Convert these lines into a numbered list, skipping any blank lines. Include every line of the data.

[Coordinate annotation entries]
==*==

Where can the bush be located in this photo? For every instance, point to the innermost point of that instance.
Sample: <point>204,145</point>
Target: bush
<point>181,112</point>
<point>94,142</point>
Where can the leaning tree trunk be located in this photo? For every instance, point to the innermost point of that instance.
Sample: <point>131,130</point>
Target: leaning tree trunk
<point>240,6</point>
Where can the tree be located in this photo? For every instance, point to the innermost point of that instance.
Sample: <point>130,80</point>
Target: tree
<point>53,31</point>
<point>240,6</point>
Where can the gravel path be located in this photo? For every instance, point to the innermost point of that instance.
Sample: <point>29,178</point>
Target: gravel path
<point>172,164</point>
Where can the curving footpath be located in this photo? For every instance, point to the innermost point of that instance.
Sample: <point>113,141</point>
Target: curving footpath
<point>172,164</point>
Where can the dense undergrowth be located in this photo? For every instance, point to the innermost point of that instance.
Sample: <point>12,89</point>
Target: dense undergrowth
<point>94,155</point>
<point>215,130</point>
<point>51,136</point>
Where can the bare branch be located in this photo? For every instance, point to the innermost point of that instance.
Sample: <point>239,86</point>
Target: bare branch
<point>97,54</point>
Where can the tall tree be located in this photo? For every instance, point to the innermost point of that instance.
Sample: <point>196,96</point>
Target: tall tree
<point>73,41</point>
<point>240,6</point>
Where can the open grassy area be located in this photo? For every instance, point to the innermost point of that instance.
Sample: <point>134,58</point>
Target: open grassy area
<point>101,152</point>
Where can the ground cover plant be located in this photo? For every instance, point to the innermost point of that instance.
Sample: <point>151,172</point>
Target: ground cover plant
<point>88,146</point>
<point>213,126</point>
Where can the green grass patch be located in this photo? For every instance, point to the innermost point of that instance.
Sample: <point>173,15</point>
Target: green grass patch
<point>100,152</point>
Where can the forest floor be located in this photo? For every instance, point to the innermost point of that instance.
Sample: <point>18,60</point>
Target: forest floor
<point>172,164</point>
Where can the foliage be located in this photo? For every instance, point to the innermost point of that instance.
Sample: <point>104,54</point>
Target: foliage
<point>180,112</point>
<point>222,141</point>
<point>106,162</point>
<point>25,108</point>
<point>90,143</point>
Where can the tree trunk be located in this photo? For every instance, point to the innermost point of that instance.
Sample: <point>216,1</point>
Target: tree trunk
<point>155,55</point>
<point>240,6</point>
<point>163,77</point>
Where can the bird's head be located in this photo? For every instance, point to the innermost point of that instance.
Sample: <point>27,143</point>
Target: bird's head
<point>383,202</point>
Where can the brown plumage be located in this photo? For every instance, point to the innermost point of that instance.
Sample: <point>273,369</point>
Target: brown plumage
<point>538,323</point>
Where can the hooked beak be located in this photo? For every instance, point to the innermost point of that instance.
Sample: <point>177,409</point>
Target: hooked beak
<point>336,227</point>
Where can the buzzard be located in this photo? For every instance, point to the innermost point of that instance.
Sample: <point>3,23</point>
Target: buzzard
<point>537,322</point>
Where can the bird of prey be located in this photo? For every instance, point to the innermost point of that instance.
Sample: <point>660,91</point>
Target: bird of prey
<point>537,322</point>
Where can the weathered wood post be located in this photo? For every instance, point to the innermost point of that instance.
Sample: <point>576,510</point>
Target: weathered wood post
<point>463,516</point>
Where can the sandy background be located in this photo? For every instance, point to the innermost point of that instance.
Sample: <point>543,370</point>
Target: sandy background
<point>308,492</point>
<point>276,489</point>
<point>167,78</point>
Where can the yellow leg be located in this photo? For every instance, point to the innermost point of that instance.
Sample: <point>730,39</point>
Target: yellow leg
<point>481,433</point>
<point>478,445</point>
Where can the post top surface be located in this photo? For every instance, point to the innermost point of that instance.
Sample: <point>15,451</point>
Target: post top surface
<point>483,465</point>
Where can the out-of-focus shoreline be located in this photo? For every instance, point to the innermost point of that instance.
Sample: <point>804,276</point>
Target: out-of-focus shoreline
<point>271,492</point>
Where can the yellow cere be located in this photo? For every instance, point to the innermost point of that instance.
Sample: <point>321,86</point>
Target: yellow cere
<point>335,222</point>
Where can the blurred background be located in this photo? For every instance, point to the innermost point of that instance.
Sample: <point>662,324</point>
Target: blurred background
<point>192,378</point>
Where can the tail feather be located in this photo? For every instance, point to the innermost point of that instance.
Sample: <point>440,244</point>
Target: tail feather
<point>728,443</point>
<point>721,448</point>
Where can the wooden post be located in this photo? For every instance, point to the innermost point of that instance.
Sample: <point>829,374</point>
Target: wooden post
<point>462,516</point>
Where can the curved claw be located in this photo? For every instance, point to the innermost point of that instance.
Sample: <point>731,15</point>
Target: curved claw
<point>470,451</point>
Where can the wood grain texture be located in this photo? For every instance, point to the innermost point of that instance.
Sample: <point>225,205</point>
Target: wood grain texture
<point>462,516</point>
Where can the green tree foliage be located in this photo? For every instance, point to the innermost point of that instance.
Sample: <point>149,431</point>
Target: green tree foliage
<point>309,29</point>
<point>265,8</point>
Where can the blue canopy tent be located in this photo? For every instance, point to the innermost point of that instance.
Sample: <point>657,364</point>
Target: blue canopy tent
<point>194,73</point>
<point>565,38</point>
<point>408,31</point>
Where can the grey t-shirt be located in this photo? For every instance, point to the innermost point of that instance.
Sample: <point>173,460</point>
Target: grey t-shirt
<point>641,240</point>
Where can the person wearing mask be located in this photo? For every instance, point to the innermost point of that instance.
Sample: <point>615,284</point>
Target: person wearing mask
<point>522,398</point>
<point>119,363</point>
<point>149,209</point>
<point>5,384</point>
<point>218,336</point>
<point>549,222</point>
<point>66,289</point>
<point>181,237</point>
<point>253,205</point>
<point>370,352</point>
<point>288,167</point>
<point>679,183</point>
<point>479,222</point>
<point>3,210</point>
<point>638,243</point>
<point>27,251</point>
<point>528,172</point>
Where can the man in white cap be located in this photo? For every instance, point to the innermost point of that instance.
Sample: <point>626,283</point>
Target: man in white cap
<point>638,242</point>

==*==

Complete answer -
1. Where can the bush be located in this photo? For every instance, point to the innermost point of that instance.
2. Sample: <point>204,145</point>
3. Target: bush
4. <point>181,112</point>
5. <point>94,142</point>
6. Where can the leaning tree trunk be located in this photo? For every instance, point to the innermost point of that instance.
7. Sample: <point>131,130</point>
8. Target: leaning tree trunk
9. <point>240,6</point>
10. Where can the tree be located in this photo? For every instance, point to the innermost point of that instance.
11. Sample: <point>130,80</point>
12. Target: tree
13. <point>53,31</point>
14. <point>240,6</point>
15. Where can the gravel path be located in this photo? For every instance, point to the innermost point of that instance.
16. Sample: <point>29,178</point>
17. Target: gravel path
18. <point>172,164</point>
19. Where can the curving footpath be located in this photo? For every instance, point to the innermost point of that instance.
20. Sample: <point>113,141</point>
21. Target: curving footpath
22. <point>172,164</point>
23. Where can the dense undergrowth be located in this photo? For every instance, point to the innermost point of that instance.
24. Sample: <point>12,89</point>
25. Target: dense undergrowth
26. <point>94,155</point>
27. <point>215,130</point>
28. <point>51,136</point>
29. Where can the bare branch be located in this photo? For every instance, point to the innermost point of that instance.
30. Sample: <point>239,86</point>
31. Target: bare branch
32. <point>97,54</point>
33. Where can the tall tree be located in this photo? For every instance, point to the innermost point of that instance.
34. Sample: <point>196,96</point>
35. Target: tall tree
36. <point>73,41</point>
37. <point>240,6</point>
38. Where can the open grassy area be located in this photo? For every instance, point to the innermost point of that instance.
39. Sample: <point>134,58</point>
40. Target: open grassy area
41. <point>101,152</point>
42. Where can the ground cover plant be located in this photo? For every instance, point to the innermost point of that instance.
43. Sample: <point>151,172</point>
44. Target: ground cover plant
45. <point>88,146</point>
46. <point>213,126</point>
47. Where can the green grass patch be located in this photo? For every instance, point to the innermost point of that instance.
48. Sample: <point>173,15</point>
49. Target: green grass patch
50. <point>100,152</point>
51. Where can the forest floor be located in this photo? For every instance, point to the innermost point of that instance.
52. Sample: <point>18,60</point>
53. Target: forest floor
54. <point>172,164</point>
55. Where can the foliage be located in this photo? For every instance, point to the innermost point of that instance.
56. Sample: <point>104,54</point>
57. Target: foliage
58. <point>180,112</point>
59. <point>222,141</point>
60. <point>106,162</point>
61. <point>25,108</point>
62. <point>90,143</point>
63. Where can the tree trunk be located in this photo? For every instance, point to the innermost point of that instance.
64. Sample: <point>216,1</point>
65. Target: tree trunk
66. <point>155,55</point>
67. <point>240,6</point>
68. <point>163,77</point>
69. Where can the bird's head be located in this photo? For every instance, point to the innermost point of that instance.
70. Sample: <point>27,143</point>
71. Target: bird's head
72. <point>383,202</point>
73. Where can the brown plumage be located in this photo? For every instance, point to the innermost point of that instance.
74. Sample: <point>273,369</point>
75. Target: brown plumage
76. <point>538,323</point>
77. Where can the hooked beak be located in this photo? For every instance, point to the innermost point of that instance.
78. Sample: <point>177,409</point>
79. Target: hooked beak
80. <point>336,227</point>
81. Where can the buzzard be located in this photo? For every instance, point to the innermost point of that instance.
82. Sample: <point>3,23</point>
83. Target: buzzard
84. <point>537,322</point>
85. Where can the bird of prey be located in this photo? For every instance, point to the innermost point of that instance.
86. Sample: <point>660,91</point>
87. Target: bird of prey
88. <point>537,322</point>
89. Where can the weathered wood post be located in this photo? For every instance, point to the innermost point of that instance.
90. Sample: <point>576,510</point>
91. Target: weathered wood post
92. <point>463,516</point>
93. Where can the sandy background be located in this photo? For every instance, point to the innermost point of that instance.
94. Sample: <point>543,370</point>
95. Target: sandy background
96. <point>308,492</point>
97. <point>276,489</point>
98. <point>167,78</point>
99. Where can the yellow leg be located in this photo? For every instance, point to the innermost point of that instance.
100. Sample: <point>730,39</point>
101. Target: yellow leg
102. <point>481,433</point>
103. <point>478,445</point>
104. Where can the post top surface be located in this photo? For every instance, point to the innermost point of that instance.
105. Sample: <point>15,451</point>
106. Target: post top surface
107. <point>483,465</point>
108. Where can the out-of-focus shoreline be located in this photo? For every instance, point to the innermost point of that instance.
109. Sample: <point>804,276</point>
110. Target: out-of-focus shoreline
111. <point>271,492</point>
112. Where can the yellow cere be located in this photo? For every instance, point to the innermost point of that instance.
113. Sample: <point>321,86</point>
114. Target: yellow cere
115. <point>335,222</point>
116. Where can the blurred background be located in this photo? For every instance, point to the innermost point of that instance.
117. Sample: <point>662,324</point>
118. Target: blurred background
119. <point>192,378</point>
120. Where can the tail feather be located in this photo? For every instance, point to the innermost point of that instance.
121. Sample: <point>440,244</point>
122. Target: tail feather
123. <point>728,443</point>
124. <point>721,448</point>
125. Where can the wooden post be located in this photo? For every instance, point to the innermost point of that instance.
126. Sample: <point>829,374</point>
127. Target: wooden post
128. <point>462,516</point>
129. Where can the curved claw be located in this photo? For every instance, point to the innermost point of that instance.
130. Sample: <point>731,15</point>
131. Target: curved claw
132. <point>470,451</point>
133. Where can the wood grain texture be located in this photo? For every instance, point to the innermost point of that instance.
134. Sample: <point>225,205</point>
135. Target: wood grain texture
136. <point>462,516</point>
137. Where can the green tree foliage be located in this photo? For every instance, point to the innermost point of that instance.
138. Sample: <point>149,431</point>
139. Target: green tree foliage
140. <point>309,29</point>
141. <point>265,8</point>
142. Where can the blue canopy tent be located in this photo? For every instance, point to the innermost point of that instance.
143. Sample: <point>657,364</point>
144. Target: blue canopy tent
145. <point>194,73</point>
146. <point>565,38</point>
147. <point>408,31</point>
148. Where can the grey t-shirt be located in this photo? For every instance, point to the innermost point of that instance.
149. Sample: <point>173,460</point>
150. Target: grey t-shirt
151. <point>641,240</point>
152. Where can the person wearing mask be located in this photo? For every instance, point to the innermost point of that instance.
153. Sample: <point>615,284</point>
154. Target: person wearing mask
155. <point>522,398</point>
156. <point>119,363</point>
157. <point>149,209</point>
158. <point>5,384</point>
159. <point>218,336</point>
160. <point>549,222</point>
161. <point>66,289</point>
162. <point>181,237</point>
163. <point>253,205</point>
164. <point>370,352</point>
165. <point>288,167</point>
166. <point>679,183</point>
167. <point>479,222</point>
168. <point>3,210</point>
169. <point>638,243</point>
170. <point>27,251</point>
171. <point>528,172</point>
172. Where can the man in white cap be located in this photo? For every instance, point to the innermost point of that instance.
173. Sample: <point>626,283</point>
174. Target: man in white cap
175. <point>638,242</point>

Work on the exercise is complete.